### PROBLEM TO WORK ON
Where does the word "kayaker" show up in the records? Copy every line that holds it.

### DATA FOR THIS EXERCISE
■ ■ ■ ■

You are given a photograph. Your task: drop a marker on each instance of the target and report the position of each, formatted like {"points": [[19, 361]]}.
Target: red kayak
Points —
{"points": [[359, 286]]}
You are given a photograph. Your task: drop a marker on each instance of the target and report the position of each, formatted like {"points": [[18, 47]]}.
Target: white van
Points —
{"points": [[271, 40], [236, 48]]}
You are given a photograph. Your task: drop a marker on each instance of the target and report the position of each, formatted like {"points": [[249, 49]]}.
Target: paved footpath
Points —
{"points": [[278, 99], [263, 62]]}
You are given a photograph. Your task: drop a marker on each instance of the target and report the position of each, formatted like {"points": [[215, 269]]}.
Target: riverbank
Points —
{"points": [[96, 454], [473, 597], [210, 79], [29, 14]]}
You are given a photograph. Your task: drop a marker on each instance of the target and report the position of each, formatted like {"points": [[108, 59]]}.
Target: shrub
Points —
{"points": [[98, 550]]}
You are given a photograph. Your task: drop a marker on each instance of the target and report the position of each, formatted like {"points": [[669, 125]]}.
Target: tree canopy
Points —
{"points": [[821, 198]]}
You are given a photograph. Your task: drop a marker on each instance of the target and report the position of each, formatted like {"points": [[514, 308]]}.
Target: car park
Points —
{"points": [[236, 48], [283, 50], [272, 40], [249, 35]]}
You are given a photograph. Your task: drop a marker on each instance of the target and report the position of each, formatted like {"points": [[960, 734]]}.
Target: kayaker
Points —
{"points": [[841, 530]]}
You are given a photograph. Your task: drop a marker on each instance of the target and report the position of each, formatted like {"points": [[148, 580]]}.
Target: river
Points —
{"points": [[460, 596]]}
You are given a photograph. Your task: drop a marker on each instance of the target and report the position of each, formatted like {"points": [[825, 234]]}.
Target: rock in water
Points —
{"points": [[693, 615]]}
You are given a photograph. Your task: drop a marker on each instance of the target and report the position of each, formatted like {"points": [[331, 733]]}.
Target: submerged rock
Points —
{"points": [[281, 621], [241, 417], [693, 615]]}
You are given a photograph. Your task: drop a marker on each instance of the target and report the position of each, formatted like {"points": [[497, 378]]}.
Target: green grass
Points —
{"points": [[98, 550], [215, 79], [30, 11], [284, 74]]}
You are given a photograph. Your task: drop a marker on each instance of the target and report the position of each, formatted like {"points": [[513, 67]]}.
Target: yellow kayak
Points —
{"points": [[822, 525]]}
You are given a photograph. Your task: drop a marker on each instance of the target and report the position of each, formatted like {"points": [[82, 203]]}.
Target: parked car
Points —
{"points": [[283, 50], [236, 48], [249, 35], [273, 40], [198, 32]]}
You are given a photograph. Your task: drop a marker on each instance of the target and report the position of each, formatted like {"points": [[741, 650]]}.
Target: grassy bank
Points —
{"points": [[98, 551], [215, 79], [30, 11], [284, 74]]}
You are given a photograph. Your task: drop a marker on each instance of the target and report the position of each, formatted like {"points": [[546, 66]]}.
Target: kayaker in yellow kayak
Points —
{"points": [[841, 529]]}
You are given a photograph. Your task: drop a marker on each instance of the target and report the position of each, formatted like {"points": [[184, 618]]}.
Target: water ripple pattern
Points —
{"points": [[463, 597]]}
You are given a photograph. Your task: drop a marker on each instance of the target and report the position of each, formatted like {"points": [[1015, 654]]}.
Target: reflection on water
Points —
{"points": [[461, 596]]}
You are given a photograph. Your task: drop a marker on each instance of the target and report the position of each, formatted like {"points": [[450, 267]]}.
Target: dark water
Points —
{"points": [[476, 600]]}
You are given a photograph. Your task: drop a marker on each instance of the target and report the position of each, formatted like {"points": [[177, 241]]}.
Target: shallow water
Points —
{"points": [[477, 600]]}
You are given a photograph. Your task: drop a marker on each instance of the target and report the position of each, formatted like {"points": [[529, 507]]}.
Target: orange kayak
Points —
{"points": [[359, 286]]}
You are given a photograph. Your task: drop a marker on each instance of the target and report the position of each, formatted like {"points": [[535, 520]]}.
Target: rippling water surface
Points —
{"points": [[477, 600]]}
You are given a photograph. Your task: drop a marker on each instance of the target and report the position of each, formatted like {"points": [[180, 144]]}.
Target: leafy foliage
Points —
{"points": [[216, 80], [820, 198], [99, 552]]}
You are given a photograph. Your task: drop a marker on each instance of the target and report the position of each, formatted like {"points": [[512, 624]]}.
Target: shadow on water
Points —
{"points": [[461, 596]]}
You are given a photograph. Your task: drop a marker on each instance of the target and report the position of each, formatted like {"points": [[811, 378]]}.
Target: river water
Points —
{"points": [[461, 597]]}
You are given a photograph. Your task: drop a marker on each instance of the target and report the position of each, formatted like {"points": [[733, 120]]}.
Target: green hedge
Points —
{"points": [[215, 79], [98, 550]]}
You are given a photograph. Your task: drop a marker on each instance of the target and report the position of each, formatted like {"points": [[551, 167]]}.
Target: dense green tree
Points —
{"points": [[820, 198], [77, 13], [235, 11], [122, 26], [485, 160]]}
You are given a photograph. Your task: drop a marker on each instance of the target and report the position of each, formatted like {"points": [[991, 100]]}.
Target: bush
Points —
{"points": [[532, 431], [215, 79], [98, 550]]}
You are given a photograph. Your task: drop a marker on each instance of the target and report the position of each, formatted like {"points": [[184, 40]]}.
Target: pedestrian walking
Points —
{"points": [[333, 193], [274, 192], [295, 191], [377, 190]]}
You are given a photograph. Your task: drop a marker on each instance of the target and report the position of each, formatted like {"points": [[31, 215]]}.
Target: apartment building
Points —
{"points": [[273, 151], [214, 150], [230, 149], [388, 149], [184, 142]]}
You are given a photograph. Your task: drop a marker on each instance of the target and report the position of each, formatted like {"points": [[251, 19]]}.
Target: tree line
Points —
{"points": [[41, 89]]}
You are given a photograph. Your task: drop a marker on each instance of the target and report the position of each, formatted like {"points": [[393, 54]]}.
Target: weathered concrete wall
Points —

■ ■ ■ ■

### YOUR SOLUTION
Target: kayaker
Target: kayaker in yellow kayak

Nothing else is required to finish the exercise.